### [PROVIDED PASSAGE]
Use Reciprocal Rank Fusion (RRF) to merge semantic and keyword results, with post-RRF boosting for importance and recency.

The implementation in search_repo.py works as follows:

  1. Retrieve candidates — run both semantic (top 30) and FTS5 (top 30) searches with the same filters.
  2. Compute RRF scores — for each unique chunk_id across both result sets:
    score = 0
    if chunk in semantic results: score += 1 / (k + semantic_rank)
    if chunk in FTS results:      score += 1 / (k + fts_rank)
    
    where k = 60 (standard default from the original RRF paper).
  3. Post-RRF boosting — multiply the RRF score by two heuristic factors:
  4. Importance boost: 1.0 + min(importance, 10) / 20 — range 1.0x to 1.5x based on the chunk's enriched importance score (0-10).
  5. Recency boost: 0.7 + 0.3 * exp(-0.023 * age_days) — exponential decay with a 30-day half-life, range 0.7x (old) to 1.0x (fresh).
  6. Sort and return top n_results by boosted score.

Results are cached in a module-level LRU cache (128 entries, 60-second TTL) keyed on (store_path, query_text, embedding_hash, all_filters, k).

Consequences

Positive

  • No score normalization needed — RRF operates on ranks, not raw scores. This avoids the fragile calibration problem of combining L2 distances (semantic) with BM25 scores (FTS5) on different scales.
  • Robust with minimal tuning — the single k parameter (60) is the standard default from Cormack, Clarke & Buettcher, "Reciprocal Rank Fusion outperforms Condorcet and individual Rank Learning Methods", SIGIR 2009 and works well in practice. No per-query weight adjustment needed.
  • Chunks appearing in both lists get a natural boost — a result ranked highly by both semantic and keyword search receives contributions from both terms, surfacing the most relevant content.
  • Handles disjoint results gracefully — chunks appearing in only one list still get a score and can surface if ranked highly enough.
  • Fast — the RRF merge itself is O(n + m) after both searches complete. The dominant cost is the semantic KNN scan, not the fusion.

Negative

  • k = 60 is hardcoded — while the standard default works well for general retrieval, domain-specific tuning (e.g., favouring keyword precision for error-code lookups vs. semantic recall for concept queries) would require making k configurable. This is a known limitation.
  • No learned relevance — RRF is a heuristic. A cross-encoder re-ranker would produce higher-quality rankings but at the cost of loading a second model and adding 100-500ms latency per query.
  • Post-RRF boosting adds implicit bias — the importance and recency multipliers mean that a highly-important recent chunk can outrank a more semantically relevant older one. This is intentional (recent decisions matter more) but could surprise users searching for historical content.
  • Cache invalidation is time-based only — the 60-second TTL means writes within the cache window are invisible to search. Acceptable for the typical MCP usage pattern (search → store → next prompt) but could cause stale results in rapid write-then-read loops.

Neutral

  • The 3x over-fetch (top 30 from each source for a default n_results=10) provides a large enough candidate pool for RRF fusion without excessive DB load.
  • Adding a third signal (e.g., knowledge graph proximity) would simply add another 1/(k + rank_i) term to the RRF sum — the algorithm extends naturally.

### [REQUIRED TASK]
Please check each statement against the RRF search design and answer yes or no, quoting the words of the text that settle it. 1. The semantic and FTS5 searches each return their top 30 candidates. 2. The value of k can be set through configuration. 3. The result cache holds up to 256 entries.

### [ENTRIES PROVIDED]
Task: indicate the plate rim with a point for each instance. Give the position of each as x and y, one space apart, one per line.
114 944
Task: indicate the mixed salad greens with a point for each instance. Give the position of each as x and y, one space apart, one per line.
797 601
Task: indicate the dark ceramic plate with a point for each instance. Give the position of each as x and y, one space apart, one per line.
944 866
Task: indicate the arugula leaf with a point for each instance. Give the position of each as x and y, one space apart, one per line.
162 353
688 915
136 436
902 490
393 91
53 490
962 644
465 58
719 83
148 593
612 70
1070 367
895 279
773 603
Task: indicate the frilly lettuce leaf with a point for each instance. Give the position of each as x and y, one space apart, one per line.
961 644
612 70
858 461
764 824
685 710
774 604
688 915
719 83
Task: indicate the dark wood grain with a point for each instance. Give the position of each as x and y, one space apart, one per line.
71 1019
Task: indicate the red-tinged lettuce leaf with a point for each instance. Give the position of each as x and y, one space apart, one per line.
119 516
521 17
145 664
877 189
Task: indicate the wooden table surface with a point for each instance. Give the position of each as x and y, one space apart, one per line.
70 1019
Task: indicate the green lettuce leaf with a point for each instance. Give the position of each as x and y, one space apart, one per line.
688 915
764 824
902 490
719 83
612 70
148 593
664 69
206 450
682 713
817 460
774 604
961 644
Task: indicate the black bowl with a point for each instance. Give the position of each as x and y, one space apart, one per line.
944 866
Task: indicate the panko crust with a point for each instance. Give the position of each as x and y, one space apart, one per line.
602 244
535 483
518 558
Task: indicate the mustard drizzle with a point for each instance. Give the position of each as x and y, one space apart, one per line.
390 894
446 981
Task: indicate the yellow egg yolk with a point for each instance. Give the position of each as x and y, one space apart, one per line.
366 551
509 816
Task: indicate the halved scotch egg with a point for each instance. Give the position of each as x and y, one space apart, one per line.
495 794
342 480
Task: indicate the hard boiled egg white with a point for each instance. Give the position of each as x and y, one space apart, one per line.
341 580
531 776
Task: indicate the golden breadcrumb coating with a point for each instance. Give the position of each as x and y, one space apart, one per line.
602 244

### [FINAL RESULT]
1. Yes: "run both semantic (top 30) and FTS5 (top 30) searches with the same filters"
2. No: "k = 60 is hardcoded"
3. No: "128 entries, 60-second TTL"